*** DATA FOR PROCESSING Section Begins ***

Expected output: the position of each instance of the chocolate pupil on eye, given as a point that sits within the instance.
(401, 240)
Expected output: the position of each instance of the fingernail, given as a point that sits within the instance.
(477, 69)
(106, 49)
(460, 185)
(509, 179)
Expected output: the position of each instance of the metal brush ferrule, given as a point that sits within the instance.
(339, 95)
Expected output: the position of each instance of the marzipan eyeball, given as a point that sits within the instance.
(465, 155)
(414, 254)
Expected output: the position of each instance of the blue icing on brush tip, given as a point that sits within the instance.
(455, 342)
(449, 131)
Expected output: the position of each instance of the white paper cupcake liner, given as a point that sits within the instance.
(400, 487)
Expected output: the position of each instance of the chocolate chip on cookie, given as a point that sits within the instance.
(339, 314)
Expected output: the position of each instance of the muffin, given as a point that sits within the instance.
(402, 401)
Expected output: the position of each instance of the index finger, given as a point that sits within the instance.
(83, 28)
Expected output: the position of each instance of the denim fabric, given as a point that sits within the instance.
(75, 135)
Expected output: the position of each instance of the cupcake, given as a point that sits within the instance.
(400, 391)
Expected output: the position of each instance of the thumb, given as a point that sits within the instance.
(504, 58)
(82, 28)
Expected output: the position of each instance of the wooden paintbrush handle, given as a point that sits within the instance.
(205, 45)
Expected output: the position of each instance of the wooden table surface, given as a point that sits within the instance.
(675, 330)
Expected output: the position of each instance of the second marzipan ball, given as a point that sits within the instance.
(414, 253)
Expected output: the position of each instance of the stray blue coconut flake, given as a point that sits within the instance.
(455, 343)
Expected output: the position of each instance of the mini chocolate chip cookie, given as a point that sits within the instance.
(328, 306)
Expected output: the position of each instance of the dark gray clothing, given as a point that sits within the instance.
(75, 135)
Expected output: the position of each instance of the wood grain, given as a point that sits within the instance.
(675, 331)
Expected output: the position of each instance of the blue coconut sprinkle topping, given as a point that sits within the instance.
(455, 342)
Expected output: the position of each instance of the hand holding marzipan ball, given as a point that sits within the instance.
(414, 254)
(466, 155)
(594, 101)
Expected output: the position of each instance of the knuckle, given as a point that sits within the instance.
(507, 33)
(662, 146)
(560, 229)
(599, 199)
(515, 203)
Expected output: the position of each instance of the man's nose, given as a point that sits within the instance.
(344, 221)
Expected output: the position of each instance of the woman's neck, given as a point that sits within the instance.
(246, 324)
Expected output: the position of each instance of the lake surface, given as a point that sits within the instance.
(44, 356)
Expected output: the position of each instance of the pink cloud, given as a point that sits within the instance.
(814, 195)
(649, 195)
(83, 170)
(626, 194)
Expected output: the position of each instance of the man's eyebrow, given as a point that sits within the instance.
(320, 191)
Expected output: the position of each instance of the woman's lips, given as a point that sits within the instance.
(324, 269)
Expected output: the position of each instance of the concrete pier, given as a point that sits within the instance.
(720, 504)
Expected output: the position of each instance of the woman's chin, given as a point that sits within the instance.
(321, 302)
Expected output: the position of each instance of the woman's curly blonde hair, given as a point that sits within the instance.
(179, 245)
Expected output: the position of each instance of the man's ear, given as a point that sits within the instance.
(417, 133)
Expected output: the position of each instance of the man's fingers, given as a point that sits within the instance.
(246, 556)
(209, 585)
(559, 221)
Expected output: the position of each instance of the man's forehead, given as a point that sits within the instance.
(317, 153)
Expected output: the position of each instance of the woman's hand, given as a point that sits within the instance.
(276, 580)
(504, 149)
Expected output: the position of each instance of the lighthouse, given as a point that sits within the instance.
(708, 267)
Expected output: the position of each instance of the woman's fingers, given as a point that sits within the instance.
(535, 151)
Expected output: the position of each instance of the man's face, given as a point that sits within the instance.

*** DATA FOR PROCESSING Section Ends ***

(WORK ITEM): Please copy the material exactly, line for line.

(RESULT):
Expected output: the position of each instance of the chocolate pupil on eye, given as a point that sits within the instance.
(401, 240)
Expected output: the position of each instance of the fingernail, given as a point that sits within the instance.
(477, 69)
(106, 49)
(460, 185)
(509, 179)
Expected output: the position of each instance of the metal brush ferrule, given as a point that sits within the instance.
(339, 95)
Expected output: the position of each instance of the marzipan eyeball, given as a point that sits within the instance.
(465, 155)
(414, 254)
Expected output: the position of each instance of the blue icing on brush tip, given as a point that sits within the instance.
(455, 342)
(449, 131)
Expected output: the position of each instance of the white paper cupcake liner, given as a point that sits within the instance.
(400, 487)
Expected output: the position of each instance of the chocolate chip on cookie, given as a point that sits within the instance.
(339, 314)
Expected output: the position of each instance of the muffin, given as a point that sits within the instance.
(402, 401)
Expected output: the position of each instance of the index finger, given as a point that sits within the instance.
(83, 28)
Expected output: the position of each instance of the denim fabric, given as a point that sits within the instance.
(75, 135)
Expected output: the position of each instance of the cupcake, given as a point that sits within the instance.
(400, 391)
Expected output: the position of each instance of the thumb, given as a point that sits within the instance.
(504, 58)
(82, 28)
Expected output: the position of each instance of the wooden paintbrush handle, given as a point that sits within the instance.
(205, 45)
Expected output: the position of each instance of the wooden table surface, given as a point that sits within the instance.
(675, 330)
Expected output: the position of each instance of the second marzipan ball, given as a point that sits within the instance.
(414, 253)
Expected output: the position of each instance of the stray blue coconut flake, given as a point that sits within the instance.
(455, 343)
Expected output: the position of each instance of the mini chocolate chip cookie, given as a point that sits within the instance.
(328, 306)
Expected output: the position of each instance of the dark gray clothing, given as a point that sits within the instance.
(75, 135)
Expected output: the position of each instance of the wood grain, given as a point that sits within the instance.
(675, 331)
Expected output: the position of each instance of the blue coconut sprinkle topping, given as a point that sits within the instance.
(455, 342)
Expected output: the position of each instance of the hand holding marzipan ball, given as a point that sits within the instance.
(414, 254)
(466, 155)
(594, 101)
Expected output: the position of each instance of the knuckle, given as a point that sits within the instance.
(507, 33)
(662, 146)
(560, 229)
(599, 199)
(515, 203)
Expected output: the position of each instance of the man's nose, given as a point that sits within the instance.
(344, 221)
Expected output: the position of each instance of the woman's neck, given as a point that sits within the instance.
(246, 324)
Expected output: the position of each instance of the lake surface, given as a point that sits within the instance.
(44, 356)
Expected output: the position of each instance of the pink cloud, given as a point that sits within the instance.
(814, 195)
(649, 195)
(83, 170)
(626, 194)
Expected output: the position of each instance of the man's eyebrow, given as a point that sits within the instance.
(320, 191)
Expected output: the position of each instance of the woman's lips, given as a point that sits within the instance.
(324, 269)
Expected output: the position of each instance of the concrete pier, given as a point that sits within the instance.
(720, 504)
Expected output: the position of each instance of the woman's chin, given as a point that sits within the instance.
(321, 302)
Expected output: the position of each instance of the woman's curly blonde hair, given as a point that sits within the instance.
(179, 245)
Expected output: the position of each instance of the man's ear, given as a point that sits within the instance.
(417, 133)
Expected output: the position of each instance of the man's fingers, given as a point that sits within the instance.
(246, 556)
(209, 585)
(559, 221)
Expected output: the position of each instance of the man's forehead, given as a point that sits within the instance.
(317, 153)
Expected output: the position of each instance of the woman's hand, given as a point that sits within the instance.
(276, 580)
(504, 149)
Expected output: the position of each instance of the lighthouse, given as a point that sits within the instance.
(708, 267)
Expected output: the position of each instance of the woman's fingers, given as a point that sits within the instance.
(535, 151)
Expected output: the position of each instance of the man's face, given as a point that sits within the instance.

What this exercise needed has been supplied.